The Company has established and maintains disclosure controls and other procedures (as defined in Rule 13a-15(e) under the Securities Exchange Act of 1934, as amended (the “Exchange Act”)), that are designed to provide reasonable assurance that material information relating to the Company required to be disclosed in its reports filed or submitted under the Exchange Act, is recorded, processed, summarized and reported within the time periods specified in the SEC’s rules and forms, and that such information is accumulated and communicated accurately to the Company’s management, including its Chairman of the Board and Interim President who also acts as our principal financial and principal accounting officer, as appropriate, to allow timely decisions regarding required disclosure. There are inherent limitations to the effectiveness of any system of disclosure controls and procedures, including the possibility of human error and the circumvention or overriding of the controls and procedures. In designing and evaluating our disclosure controls and procedures, management recognized that disclosure controls and procedures, no matter how well conceived and operated, can only provide reasonable, not absolute assurance, that the objectives of the disclosure controls and procedures are met.

For the quarter ended December 31, 2009, management, with the participation of the Company’s Chairman of the Board and Interim President who also acts as our principal financial and principal accounting officer, has evaluated the effectiveness of the design and operation of the Company’s disclosure controls and procedures. Based on such evaluation of these disclosure controls and procedures, the Company’s Chairman of the Board and Interim President who also acts as our principal financial and principal accounting officer have concluded that the Company’s disclosure controls and procedures were effective during the period covered by this Quarterly Report on Form 10-Q.

The Company has also established and maintains internal control over financial reporting as a process designed to provide reasonable assurance regarding the reliability of financial reporting and the preparation of condensed consolidated financial statements for external purposes in accordance with accounting principles generally accepted in the United States. In the ordinary course of business, the Company routinely enhances its internal controls and procedures for financial reporting by either upgrading its current systems or implementing new systems. During the fiscal quarter ended December 31, 2009, there was no change in the Company’s internal controls over financial reporting (as defined in Rule 13a-5(f) under the Exchange Act) that has materially affected, or is reasonably likely to materially affect, the Company’s internal control over financial reporting.

_GIVEN ENTRIES_

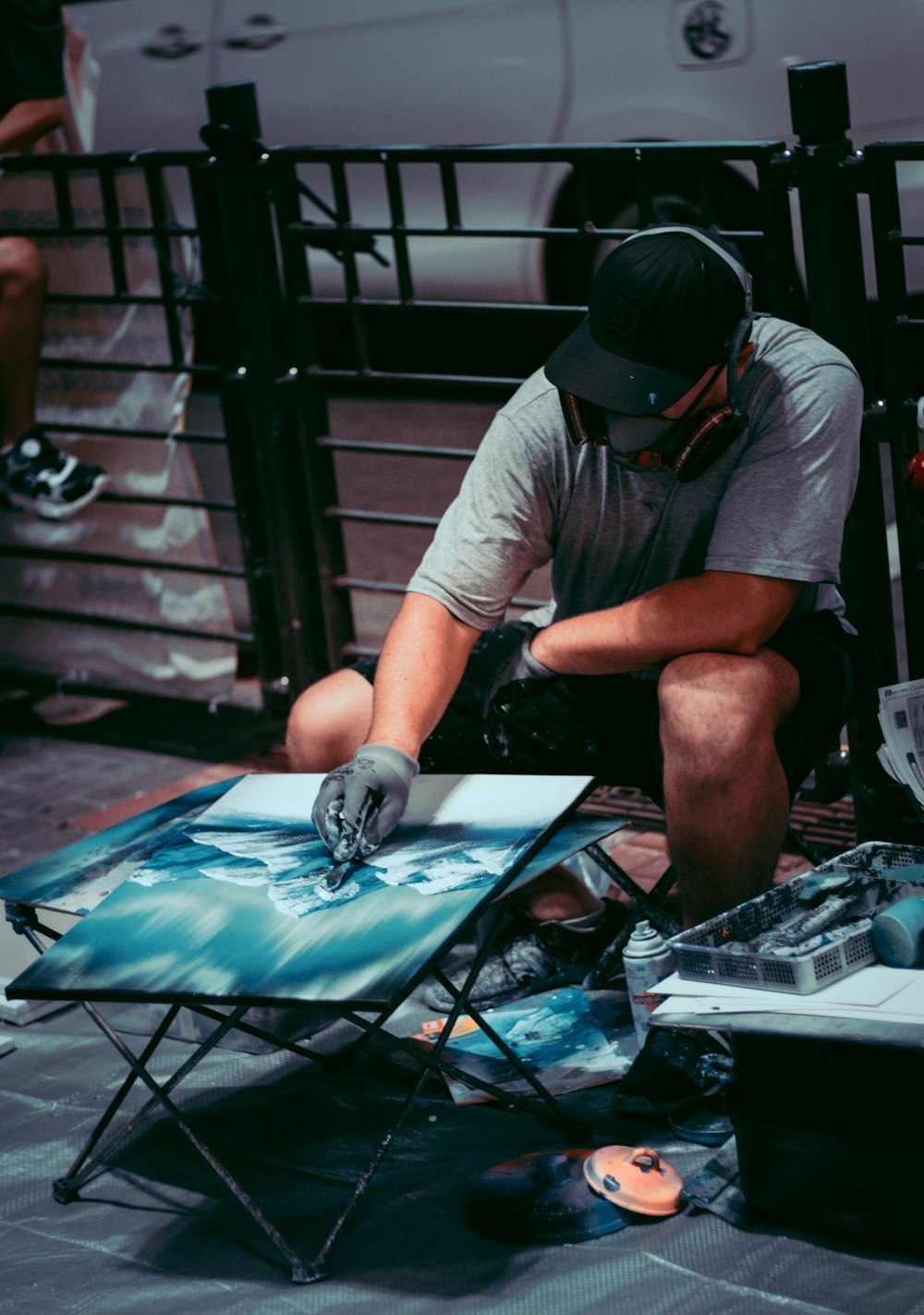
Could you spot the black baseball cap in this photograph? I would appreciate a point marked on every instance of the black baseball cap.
...
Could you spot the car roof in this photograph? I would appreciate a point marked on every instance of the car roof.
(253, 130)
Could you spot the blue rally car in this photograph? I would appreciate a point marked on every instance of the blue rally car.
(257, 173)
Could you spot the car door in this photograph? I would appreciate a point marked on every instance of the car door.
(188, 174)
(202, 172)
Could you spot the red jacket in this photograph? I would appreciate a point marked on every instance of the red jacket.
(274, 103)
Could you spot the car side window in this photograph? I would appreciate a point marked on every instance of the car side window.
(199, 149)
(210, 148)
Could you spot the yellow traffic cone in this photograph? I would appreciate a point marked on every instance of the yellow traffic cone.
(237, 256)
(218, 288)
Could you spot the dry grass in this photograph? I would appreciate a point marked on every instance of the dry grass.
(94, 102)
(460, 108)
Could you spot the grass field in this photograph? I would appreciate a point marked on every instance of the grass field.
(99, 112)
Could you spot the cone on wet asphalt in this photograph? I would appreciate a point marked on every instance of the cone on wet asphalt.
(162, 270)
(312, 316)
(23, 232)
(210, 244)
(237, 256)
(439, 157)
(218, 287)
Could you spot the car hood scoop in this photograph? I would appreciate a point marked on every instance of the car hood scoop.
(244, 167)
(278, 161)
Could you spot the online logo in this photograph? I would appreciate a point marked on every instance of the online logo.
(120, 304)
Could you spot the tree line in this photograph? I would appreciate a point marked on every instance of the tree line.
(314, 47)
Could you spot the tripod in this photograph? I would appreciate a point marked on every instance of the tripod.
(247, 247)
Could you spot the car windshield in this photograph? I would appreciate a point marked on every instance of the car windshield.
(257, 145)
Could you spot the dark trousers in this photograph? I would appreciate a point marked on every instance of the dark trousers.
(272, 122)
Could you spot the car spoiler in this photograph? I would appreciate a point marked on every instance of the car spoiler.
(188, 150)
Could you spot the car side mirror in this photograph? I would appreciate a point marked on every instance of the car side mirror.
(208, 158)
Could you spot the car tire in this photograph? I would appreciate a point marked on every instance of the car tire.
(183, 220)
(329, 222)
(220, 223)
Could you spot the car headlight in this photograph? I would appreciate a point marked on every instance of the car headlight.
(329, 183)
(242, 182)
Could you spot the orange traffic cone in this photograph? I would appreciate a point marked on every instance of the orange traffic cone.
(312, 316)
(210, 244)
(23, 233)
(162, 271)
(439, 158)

_SET TASK A_
Using the passage on disclosure controls, decide whether each statement below agrees with it, and give yes or no with the deciding words quoted from the passage. (i) Management holds that well-designed disclosure controls can provide absolute assurance that their objectives are met. (ii) The evaluation concluded that the disclosure controls and procedures were effective during the period covered by the Quarterly Report. (iii) During the fiscal quarter ended December 31, 2009, a change in internal control over financial reporting materially affected that control.
_SET TASK B_
Locate every line in the rows that contains the word "side", and copy each such line in full.

_WRITTEN RESPONSE A_
(i) No: "can only provide reasonable, not absolute assurance"
(ii) Yes: "concluded that the Company’s disclosure controls and procedures were effective during the period covered by this Quarterly Report on Form 10-Q"
(iii) No: "there was no change in the Company’s internal controls over financial reporting"

_WRITTEN RESPONSE B_
Could you spot the car side window in this photograph? I would appreciate a point marked on every instance of the car side window.
Could you spot the car side mirror in this photograph? I would appreciate a point marked on every instance of the car side mirror.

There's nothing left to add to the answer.